### TASK OBJECTIVE
The required output is all lines below that contain the word "leather".

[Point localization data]
<<<<

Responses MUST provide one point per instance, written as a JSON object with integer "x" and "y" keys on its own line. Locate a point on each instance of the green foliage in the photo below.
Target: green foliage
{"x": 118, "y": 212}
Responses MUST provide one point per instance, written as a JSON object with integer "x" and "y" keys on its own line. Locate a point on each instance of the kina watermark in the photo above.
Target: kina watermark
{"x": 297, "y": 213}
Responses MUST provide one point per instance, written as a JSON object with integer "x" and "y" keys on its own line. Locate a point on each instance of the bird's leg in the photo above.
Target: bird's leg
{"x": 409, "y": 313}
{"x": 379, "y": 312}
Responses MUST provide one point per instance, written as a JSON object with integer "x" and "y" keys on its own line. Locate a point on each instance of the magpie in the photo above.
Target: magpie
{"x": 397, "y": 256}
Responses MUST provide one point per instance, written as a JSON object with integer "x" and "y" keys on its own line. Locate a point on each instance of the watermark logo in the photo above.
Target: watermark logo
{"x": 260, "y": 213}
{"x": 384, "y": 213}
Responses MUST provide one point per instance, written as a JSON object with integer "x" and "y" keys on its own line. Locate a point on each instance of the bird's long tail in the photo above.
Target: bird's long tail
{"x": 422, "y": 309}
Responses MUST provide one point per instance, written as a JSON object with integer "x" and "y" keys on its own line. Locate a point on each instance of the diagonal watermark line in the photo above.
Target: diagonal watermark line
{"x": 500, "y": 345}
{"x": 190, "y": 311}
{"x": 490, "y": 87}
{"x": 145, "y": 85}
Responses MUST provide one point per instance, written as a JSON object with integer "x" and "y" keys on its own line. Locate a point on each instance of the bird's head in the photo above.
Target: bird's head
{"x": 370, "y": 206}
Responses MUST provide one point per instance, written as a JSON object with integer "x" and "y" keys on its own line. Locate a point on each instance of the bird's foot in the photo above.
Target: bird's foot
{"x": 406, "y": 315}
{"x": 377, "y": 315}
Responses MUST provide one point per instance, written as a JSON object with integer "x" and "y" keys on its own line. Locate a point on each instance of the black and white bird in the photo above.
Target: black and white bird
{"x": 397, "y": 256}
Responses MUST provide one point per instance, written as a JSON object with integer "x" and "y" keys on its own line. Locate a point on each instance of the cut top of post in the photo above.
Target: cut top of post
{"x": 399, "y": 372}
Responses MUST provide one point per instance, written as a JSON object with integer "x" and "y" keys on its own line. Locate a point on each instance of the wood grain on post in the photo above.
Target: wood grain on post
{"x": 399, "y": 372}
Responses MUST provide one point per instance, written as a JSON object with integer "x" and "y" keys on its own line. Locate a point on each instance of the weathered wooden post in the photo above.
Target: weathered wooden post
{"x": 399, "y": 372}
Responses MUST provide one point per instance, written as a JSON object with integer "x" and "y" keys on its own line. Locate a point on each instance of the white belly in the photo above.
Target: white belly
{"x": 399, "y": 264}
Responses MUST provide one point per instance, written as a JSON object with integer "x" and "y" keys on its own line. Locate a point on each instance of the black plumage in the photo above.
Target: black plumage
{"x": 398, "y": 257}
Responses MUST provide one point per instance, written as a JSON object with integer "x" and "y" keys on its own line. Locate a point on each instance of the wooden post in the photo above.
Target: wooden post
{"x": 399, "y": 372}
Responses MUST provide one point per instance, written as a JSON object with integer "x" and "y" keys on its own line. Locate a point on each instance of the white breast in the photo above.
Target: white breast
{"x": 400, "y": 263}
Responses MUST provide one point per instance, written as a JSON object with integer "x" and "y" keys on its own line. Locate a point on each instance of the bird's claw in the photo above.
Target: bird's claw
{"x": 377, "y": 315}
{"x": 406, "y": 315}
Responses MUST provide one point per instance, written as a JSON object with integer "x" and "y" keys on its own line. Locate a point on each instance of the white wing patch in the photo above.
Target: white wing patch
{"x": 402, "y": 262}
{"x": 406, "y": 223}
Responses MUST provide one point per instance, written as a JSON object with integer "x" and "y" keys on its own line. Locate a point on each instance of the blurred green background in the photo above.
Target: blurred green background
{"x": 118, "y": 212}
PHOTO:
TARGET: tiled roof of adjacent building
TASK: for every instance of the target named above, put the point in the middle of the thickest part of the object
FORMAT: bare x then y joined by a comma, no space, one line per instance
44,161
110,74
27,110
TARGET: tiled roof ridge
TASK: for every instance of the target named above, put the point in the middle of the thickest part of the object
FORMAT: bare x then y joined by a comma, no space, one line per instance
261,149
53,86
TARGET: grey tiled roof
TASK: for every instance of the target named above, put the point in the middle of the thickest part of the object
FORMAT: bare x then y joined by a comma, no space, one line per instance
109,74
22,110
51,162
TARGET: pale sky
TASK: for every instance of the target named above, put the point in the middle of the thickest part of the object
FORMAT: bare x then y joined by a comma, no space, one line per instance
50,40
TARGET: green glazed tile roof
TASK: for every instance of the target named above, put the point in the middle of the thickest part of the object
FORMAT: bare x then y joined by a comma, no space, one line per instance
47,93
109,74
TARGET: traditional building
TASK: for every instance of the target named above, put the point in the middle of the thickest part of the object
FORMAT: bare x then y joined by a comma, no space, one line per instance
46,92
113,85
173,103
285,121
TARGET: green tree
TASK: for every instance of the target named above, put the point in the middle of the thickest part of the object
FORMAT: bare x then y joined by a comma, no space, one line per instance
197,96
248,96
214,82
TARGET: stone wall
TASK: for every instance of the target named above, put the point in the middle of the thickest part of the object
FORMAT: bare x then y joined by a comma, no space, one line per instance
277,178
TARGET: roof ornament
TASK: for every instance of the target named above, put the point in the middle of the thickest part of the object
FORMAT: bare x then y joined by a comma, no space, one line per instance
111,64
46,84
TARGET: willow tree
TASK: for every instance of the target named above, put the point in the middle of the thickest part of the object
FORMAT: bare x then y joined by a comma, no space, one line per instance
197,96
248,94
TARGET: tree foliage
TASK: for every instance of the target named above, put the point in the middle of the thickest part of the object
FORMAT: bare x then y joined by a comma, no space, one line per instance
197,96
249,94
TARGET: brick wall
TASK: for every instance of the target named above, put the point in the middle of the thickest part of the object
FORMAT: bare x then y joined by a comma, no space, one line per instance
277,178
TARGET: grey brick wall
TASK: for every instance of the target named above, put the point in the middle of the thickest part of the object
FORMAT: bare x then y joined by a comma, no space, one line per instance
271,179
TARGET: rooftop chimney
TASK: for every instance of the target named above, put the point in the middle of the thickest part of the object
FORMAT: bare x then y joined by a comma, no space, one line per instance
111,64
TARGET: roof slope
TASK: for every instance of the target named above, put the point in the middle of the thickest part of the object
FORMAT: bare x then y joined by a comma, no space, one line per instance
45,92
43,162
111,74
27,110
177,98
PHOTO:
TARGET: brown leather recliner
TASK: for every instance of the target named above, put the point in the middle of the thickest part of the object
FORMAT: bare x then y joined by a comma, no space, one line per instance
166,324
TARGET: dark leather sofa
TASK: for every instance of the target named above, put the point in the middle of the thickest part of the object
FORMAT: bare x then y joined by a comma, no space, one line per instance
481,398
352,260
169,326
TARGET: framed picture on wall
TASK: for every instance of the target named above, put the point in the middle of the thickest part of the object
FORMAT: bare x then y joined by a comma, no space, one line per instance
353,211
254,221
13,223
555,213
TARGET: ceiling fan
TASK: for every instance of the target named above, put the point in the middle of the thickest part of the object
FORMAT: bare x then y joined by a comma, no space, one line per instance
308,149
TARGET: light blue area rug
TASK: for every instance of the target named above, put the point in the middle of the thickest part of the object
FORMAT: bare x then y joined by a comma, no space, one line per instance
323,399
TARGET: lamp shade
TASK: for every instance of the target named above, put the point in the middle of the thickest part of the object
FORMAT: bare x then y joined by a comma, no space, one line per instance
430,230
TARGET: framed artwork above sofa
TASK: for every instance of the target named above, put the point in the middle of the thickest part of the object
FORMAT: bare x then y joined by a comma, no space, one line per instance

>>>>

### WRITTEN SOLUTION
TARGET: brown leather recliner
TARGET: dark leather sofa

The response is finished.